For this exercise, retype all the data exactly and exclude every image.

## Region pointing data
┄┄┄┄┄┄┄┄┄┄┄┄┄┄┄┄┄┄┄┄

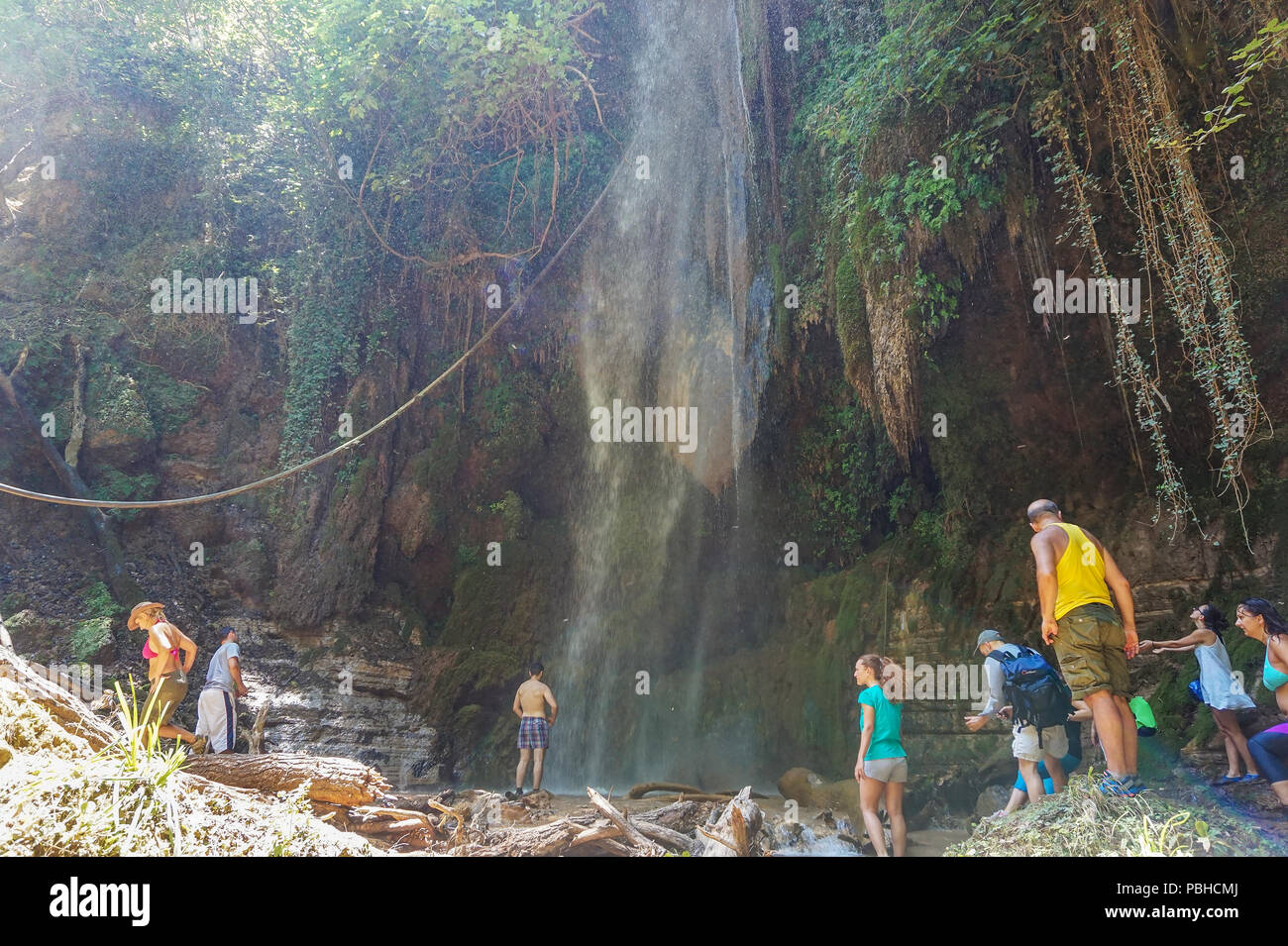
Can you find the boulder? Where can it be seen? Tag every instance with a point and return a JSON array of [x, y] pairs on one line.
[[992, 798], [809, 790]]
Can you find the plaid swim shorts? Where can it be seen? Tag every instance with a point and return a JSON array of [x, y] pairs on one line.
[[533, 732]]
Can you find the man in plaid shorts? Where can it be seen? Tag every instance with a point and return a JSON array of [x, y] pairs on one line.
[[529, 705]]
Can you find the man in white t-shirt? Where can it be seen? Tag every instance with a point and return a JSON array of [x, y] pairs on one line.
[[217, 706]]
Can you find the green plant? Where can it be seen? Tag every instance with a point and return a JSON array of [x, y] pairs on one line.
[[90, 636], [138, 749], [98, 601]]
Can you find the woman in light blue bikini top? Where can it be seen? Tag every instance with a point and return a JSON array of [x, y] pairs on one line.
[[1260, 620]]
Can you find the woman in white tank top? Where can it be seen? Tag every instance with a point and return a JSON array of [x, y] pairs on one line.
[[1222, 688]]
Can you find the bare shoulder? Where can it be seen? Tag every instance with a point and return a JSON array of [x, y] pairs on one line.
[[1091, 538]]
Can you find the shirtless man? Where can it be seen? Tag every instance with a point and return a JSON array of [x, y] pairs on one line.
[[1076, 575], [529, 705], [168, 678]]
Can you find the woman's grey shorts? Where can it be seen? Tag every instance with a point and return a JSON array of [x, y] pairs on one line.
[[887, 770]]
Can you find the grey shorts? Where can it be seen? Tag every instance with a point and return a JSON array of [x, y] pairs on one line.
[[1024, 743], [887, 770]]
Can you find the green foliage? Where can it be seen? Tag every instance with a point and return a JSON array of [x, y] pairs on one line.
[[90, 636], [838, 488], [1270, 43], [13, 602], [97, 601], [170, 400], [515, 517]]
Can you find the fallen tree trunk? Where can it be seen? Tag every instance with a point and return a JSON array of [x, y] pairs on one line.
[[670, 787], [69, 710], [630, 830], [679, 816], [666, 837], [734, 832], [124, 587], [330, 779]]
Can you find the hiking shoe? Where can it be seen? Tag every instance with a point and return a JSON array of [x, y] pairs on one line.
[[1133, 786], [1113, 787]]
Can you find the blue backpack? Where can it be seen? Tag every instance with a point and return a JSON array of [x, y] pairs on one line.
[[1034, 690]]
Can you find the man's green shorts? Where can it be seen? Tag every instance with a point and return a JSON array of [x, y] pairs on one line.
[[1090, 648]]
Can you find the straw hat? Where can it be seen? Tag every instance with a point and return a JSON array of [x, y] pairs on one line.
[[142, 609]]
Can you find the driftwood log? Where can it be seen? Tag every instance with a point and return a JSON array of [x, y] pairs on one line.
[[669, 787], [331, 779], [733, 833], [71, 712], [631, 833]]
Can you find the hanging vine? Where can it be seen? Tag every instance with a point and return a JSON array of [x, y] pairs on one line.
[[1176, 237]]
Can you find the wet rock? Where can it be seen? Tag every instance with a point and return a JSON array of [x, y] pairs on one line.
[[992, 798], [811, 791]]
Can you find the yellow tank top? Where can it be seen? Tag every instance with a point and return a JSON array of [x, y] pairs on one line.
[[1081, 573]]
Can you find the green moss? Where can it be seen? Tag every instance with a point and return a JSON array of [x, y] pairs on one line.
[[13, 602], [115, 403], [90, 636], [98, 601], [168, 402]]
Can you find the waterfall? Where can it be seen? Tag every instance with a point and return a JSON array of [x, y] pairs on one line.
[[670, 314]]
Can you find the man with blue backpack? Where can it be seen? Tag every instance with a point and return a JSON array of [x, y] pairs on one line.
[[1039, 708]]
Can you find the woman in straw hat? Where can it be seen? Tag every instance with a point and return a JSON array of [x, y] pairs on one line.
[[166, 674]]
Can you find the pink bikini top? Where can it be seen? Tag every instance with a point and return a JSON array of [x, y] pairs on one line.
[[149, 653]]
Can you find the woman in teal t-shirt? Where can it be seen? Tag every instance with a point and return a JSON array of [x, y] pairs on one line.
[[883, 765]]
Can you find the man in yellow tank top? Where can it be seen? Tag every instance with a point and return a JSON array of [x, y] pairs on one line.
[[1076, 575]]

┄┄┄┄┄┄┄┄┄┄┄┄┄┄┄┄┄┄┄┄

## Response area
Can you find the boulder? Where can it be seen? Tag every instance with a point and return a JSON array of [x, y] pairs on one line.
[[992, 798], [809, 790]]
Can you find the plaid swim shorts? Where can it be seen? Tag every instance with a point and return a JSON array of [x, y] pairs on one line.
[[533, 732]]
Can you find the man in plaid shorts? Where can it be seen? Tag every instance with a point and return a JSON array of [x, y] pairs on one line.
[[529, 705]]
Can you find the man in white t-shirt? Where can it be seen? Tag every instance with a point and return a JSON array of [x, y] pairs on one line.
[[217, 706]]
Can you find the green plant? Where can it be seen? Tag every instance with a point and return a JSON array of [x, y] pairs on one line.
[[90, 636], [138, 749], [98, 601]]
Can you find the woman in light blue bikini top? Where can it be seen? Tag every instance with a point and return a JSON array of [x, y] pairs on one line.
[[1260, 620]]
Can you find the woman in white tank top? Where can it be seen? Tag every instance with a point and return a JSON array of [x, y] pairs on one line.
[[1222, 688]]
Can you find the bare shoulder? Where can it be seen? Tag every instance with a point and return a JSON array of [x, y] pairs on one line.
[[1091, 538]]
Can you find the shirtless man? Where can it be seen? Tag every instance with a point and return a JSON array of [x, y] pairs on one line.
[[1076, 575], [529, 705], [168, 678]]
Can you find the woman's grey shorts? Where can it be seen? Tag every instance with a point and return a JSON array of [x, y] pairs on one line.
[[887, 770]]
Can you find the grey shorts? Where can it be seen? Tag every instance with a point and return a JSON array of [x, y] pairs on one line.
[[1024, 743], [887, 770]]
Can you find the green foliage? Where can it be seen? Tag every instance with a point and return a JSON array of [x, y] pairs on one line.
[[90, 636], [838, 488], [1270, 43], [13, 602], [97, 601], [170, 400], [515, 517]]
Can you find the fallen tree trunk? Where can it be seen? Tag every instance with a point and return a JSON array of [x, y] pairs on one line.
[[670, 787], [69, 710], [630, 830], [679, 816], [666, 837], [734, 832], [124, 587], [330, 779]]
Can you find the hiking shoe? Where can it be seen? Tag every instance with a point and return a JSON array of [x, y] pairs on one line.
[[1133, 786], [1113, 787]]
Can you find the blue backpack? Where can it be seen? Tag every instance with a point and return a JSON array of [x, y] pairs on one line.
[[1034, 690]]
Can you find the man's green shorts? Where can it be seen? Tag every instance with a point and return a JSON array of [x, y] pairs on one line.
[[1090, 648]]
Can you find the straw hat? Where can it be seen? Tag every instance with a point and return a JSON array of [x, y] pairs on one line.
[[142, 609]]
Can you find the driftwood log? Where can it be seen? Tag every instance with a point and return a JSON array of [x, y] pairs on one line.
[[669, 787], [331, 779], [733, 833], [71, 712], [631, 833]]
Can you find the hanging vine? Where can it be seen? Tag every instance with a point and return a JSON array of [x, y] pairs on one line.
[[1176, 237]]
Can you find the wet rock? Where can it be seen? Tag every instance with a point and return a JSON array of [x, y] pairs on one line.
[[992, 798], [811, 791]]
Can you find the yellow tank top? Where can it be seen? Tag every instance with a point and return a JSON array of [x, y] pairs on one line.
[[1081, 573]]
Can you find the green moss? Where can it be seen? Tag every instance with a point and return a JSON array of [x, y] pairs on one line.
[[13, 602], [115, 403], [90, 636], [98, 601], [168, 402]]
Can you find the waterfall? Where can it be seen? Tag every instance with a point and return a JSON array of [x, y] pairs on one line.
[[670, 314]]
Can you find the man with blue backpack? Where can it be seen? Tag every instance with a point and return a JSON array of [x, y] pairs on one line.
[[1039, 708]]
Can you find the woman in straw hat? Where can it be seen? Tag every instance with a point and return a JSON array of [x, y] pairs on one line.
[[166, 674]]
Can you find the pink bikini top? Where can it be seen? Tag every instance with a point and return a JSON array of [x, y] pairs on one line.
[[149, 653]]
Can you find the woman in teal t-shirt? Where can it be seen? Tag every instance with a point and return a JSON array of [x, y] pairs on one line.
[[883, 765]]
Can you find the man in yellow tank top? Where can it be seen? Tag every instance with a point and return a JSON array of [x, y] pairs on one line.
[[1076, 575]]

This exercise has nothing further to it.